● 課題 A
本文によると、筆者が眠れなくなったのはなぜですか。
● 課題 B
本文の「2005年05月29日 | 徒然なるまま(日々雑事)」から始まり「を読んだりして、眠れなくなってしまいました。」で終わる部分を、「申し立て」を「抗議」に変えて書き直してください。

ふうてんの猫の猫耳東風的フリチベ生活

働きながら和製MBAと工学博士取得をしていた自称苦学生バックパッカーの日記。
今は学位もとって大阪で技術戦略考えてます

後味の悪い問題 眠れない夜

2005年05月29日 | 徒然なるまま(日々雑事)
こんばんわ。猫です。(あたりまえです。猫のblogですからw)

「代々木公園・テントの強制撤去」 都に申し立て

という一つ前のビッグイシューとホームレスで紹介した村上知奈美さんのblogや
ミッドナイト・ホームレス・ブルー Plus One
を読んだりして、眠れなくなってしまいました。

この記事、ちょっと気が滅入りますね。(それは後述)

ところで、上記のミッドナイト・ホームレス・ブルーを読む前に
博士が100人いる村を是非とも読んでください。かなりお勧めの創作童話です。(社会派として)

さて、みなさん、この創作童話を読みましたね。
感想はどうですか?


ここで書いてある100人の博士のうち、8人が自殺か行方不明という数字が、僕の中では違和感ないんですよね。
僕は研究職なのに、修士しかでていませんが、知人や同僚には博士がごろごろいるわけですが、
やっぱりこの数字に違和感がぜんぜんありません。なかには同僚の博士が「おれの同期8人の中にいるぅぅ」 と話すような状況です。

真相は明らかではありませんが、路上博士がblogで分析をしていてもぜんぜんおかしくない時代です。
なんて考えていると、この国の暗澹たる将来を考えずにはいられないわけです。

でも、何で眠れないかというと、最初にあげた村上さんのサイトのホームレスの強制撤去の話を読んで、僕は公園管理事務所の人に同情してしまったからです。

● 提供資料
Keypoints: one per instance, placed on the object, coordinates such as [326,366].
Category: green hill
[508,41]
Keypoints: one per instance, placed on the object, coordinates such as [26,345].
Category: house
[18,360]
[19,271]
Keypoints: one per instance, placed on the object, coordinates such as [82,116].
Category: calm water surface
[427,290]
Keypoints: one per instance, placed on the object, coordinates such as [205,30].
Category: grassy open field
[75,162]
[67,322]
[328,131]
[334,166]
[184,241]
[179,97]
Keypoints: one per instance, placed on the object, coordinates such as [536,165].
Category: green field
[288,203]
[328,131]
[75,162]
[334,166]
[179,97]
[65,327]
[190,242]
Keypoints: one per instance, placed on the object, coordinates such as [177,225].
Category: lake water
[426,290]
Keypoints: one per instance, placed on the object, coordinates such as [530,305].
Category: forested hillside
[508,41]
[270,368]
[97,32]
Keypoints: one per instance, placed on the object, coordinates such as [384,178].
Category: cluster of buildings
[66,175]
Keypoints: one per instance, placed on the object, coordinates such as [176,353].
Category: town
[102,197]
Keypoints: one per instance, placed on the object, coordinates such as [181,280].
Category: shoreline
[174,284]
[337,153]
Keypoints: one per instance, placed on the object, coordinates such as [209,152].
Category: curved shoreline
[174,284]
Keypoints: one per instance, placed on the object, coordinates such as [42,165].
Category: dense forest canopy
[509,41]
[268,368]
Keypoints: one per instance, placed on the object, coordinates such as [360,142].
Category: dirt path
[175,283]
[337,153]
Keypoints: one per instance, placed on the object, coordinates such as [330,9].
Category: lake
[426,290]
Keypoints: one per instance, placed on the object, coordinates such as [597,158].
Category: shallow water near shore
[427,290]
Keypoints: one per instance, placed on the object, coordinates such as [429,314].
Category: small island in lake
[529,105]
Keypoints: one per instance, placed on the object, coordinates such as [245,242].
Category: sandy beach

● 正解 A
村上さんのサイトでホームレスの強制撤去の話を読み、公園管理事務所の人に同情してしまったからです。

● 正解 B
2005年05月29日 | 徒然なるまま(日々雑事)
こんばんわ。猫です。(あたりまえです。猫のblogですからw)

「代々木公園・テントの強制撤去」 都に抗議

という一つ前のビッグイシューとホームレスで紹介した村上知奈美さんのblogや
ミッドナイト・ホームレス・ブルー Plus One
を読んだりして、眠れなくなってしまいました。